[[ Source passage, beginning ]]

MBAs a family affair

Dunedin businessman Peter Barron and sister Wendy prepare to graduate from the University of...
Dunedin businessman Peter Barron and sister Wendy prepare to graduate from the University of Otago today. Photo by Peter McIntosh.

Dunedin businessman Peter Barron and sister Wendy prepare to graduate from the University of...
Dunedin businessman Peter Barron and sister Wendy prepare to graduate from the University of Otago today. Photo by Peter McIntosh.
Dunedin businessman and former community pharmacist Peter Barron and sister Wendy Barron will make University of Otago history today when they graduate from the university together with MBAs.

They are believed to be the first brother and sister to gain the challenging Otago master of business administration degree since the Otago MBA programme began in the mid-1970s.

And they will be among about 350 graduands in a wide range of academic disciplines who will graduate in a 3pm ceremony at the Dunedin Town Hall.

[[ Source passage, end ]]
[[ The data, beginning ]]

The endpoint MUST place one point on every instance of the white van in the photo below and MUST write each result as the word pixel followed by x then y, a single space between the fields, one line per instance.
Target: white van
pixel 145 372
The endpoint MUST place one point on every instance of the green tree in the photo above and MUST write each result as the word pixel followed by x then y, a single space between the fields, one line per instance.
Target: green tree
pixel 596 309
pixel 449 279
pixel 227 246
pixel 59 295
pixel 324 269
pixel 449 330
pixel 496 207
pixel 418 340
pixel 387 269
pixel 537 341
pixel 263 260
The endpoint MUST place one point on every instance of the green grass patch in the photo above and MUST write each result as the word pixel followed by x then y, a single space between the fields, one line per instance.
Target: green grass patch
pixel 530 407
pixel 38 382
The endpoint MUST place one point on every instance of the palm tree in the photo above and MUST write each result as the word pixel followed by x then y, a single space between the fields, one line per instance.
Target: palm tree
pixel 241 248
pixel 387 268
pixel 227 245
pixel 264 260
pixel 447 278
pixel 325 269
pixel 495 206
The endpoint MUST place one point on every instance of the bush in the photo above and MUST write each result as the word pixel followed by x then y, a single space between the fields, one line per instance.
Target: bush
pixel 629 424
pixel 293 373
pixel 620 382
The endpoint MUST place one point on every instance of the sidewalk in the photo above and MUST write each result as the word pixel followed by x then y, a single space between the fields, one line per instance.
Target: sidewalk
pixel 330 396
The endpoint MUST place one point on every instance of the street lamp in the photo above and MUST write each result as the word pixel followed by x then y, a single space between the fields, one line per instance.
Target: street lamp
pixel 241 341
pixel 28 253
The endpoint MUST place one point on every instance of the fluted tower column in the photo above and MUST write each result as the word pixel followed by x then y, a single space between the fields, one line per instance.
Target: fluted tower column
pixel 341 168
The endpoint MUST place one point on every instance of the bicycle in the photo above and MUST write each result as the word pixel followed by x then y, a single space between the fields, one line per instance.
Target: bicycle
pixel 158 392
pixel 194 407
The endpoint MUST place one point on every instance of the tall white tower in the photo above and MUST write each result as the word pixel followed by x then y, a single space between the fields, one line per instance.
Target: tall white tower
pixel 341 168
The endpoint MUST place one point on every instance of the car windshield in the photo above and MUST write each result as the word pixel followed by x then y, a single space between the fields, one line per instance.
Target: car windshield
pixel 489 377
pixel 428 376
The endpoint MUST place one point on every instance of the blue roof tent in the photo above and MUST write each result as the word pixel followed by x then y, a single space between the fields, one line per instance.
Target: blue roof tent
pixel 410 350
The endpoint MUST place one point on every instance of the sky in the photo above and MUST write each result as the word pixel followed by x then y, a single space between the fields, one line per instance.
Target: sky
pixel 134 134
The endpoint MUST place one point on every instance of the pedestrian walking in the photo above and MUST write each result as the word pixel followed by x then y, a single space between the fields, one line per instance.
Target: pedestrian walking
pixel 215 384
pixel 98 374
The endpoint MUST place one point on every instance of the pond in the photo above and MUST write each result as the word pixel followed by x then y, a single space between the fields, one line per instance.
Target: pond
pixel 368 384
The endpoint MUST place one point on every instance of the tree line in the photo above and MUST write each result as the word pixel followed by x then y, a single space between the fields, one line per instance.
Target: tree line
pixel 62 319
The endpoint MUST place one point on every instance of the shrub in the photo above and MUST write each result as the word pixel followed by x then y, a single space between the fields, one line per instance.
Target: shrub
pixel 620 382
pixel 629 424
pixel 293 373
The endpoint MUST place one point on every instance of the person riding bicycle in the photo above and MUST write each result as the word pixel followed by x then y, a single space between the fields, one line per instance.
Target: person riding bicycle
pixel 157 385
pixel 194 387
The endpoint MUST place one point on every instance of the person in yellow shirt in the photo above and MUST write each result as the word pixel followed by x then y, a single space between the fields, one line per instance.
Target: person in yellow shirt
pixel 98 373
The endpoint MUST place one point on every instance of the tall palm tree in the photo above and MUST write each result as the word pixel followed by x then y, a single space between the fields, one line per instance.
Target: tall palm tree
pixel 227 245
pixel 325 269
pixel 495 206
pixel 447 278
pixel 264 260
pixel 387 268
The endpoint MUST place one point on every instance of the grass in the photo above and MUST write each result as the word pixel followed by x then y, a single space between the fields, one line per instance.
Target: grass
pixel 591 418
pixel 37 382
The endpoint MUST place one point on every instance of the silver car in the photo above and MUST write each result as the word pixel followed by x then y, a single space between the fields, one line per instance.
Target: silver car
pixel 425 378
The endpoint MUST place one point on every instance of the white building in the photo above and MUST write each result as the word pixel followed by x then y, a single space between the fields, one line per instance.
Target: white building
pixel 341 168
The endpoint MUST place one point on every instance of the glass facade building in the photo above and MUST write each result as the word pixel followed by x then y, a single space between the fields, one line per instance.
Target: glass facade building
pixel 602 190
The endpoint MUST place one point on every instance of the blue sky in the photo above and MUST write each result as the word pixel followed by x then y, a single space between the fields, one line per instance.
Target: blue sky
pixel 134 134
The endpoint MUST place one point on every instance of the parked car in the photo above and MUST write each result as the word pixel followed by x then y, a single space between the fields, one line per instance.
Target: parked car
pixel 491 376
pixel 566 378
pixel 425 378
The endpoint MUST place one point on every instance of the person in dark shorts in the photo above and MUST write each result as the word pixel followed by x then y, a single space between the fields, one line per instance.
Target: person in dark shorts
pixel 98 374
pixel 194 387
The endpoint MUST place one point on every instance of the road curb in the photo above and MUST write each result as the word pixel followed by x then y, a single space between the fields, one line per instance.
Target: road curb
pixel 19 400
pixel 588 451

[[ The data, end ]]

:: What this exercise asks ::
- a) Answer these about the article on the Barron siblings' MBAs:
(i) What job did Peter Barron once have, besides being a businessman?
(ii) When did the Otago MBA program begin?
(iii) Where and at what time will the ceremony take place?
- b) Pick up the article on the Barron siblings' MBAs after its last sentence and carry it on.

:: Answers by item number ::
- a)
(i) He was a community pharmacist.
(ii) In the mid-1970s.
(iii) At the Dunedin Town Hall, at 3pm.

- b)
''I think it's a great achievement,'' Mr Barron said this week. For most of his working life, Mr Barron (62) practised as a community pharmacist, and now owns and operates Dunedin's Huntsman Steakhouse.

And in January this year his sister, Wendy Barron (55), took up an administrative post heading a major de-mining operation in the Kurdish semi-autonomous area in northern Iraq for a non-governmental organisation (NGO).

The two siblings will end up gaining the same Otago degree at the same ceremony, but have travelled there by very different journeys.

Both grew up in Southland, and in the mid-1970s, Ms Barron attended Dunedin Teachers College, but decided not to pursue an educational career.

Mr Barron completed an Otago bachelor of pharmacy degree in 1974, later serving for nine years as a member of the Otago District Health Board and its successor board, the Southern District Health Board. He is standing for the health board again in local body elections this year.

In 2011, he stopped practising as a pharmacist and began his MBA studies, which he completed last year.

Before returning to New Zealand to begin her studies last year, Ms Barron had earlier worked in a senior leadership role in an education-related NGO in the Sudan for six years.

After undertaking nine months of intensive study for her MBA in Dunedin, she then took up her present job in Iraq, continuing her Otago studies via internet this year and completing a related business project.

Strong family links and a few ironies have accompanied their studies.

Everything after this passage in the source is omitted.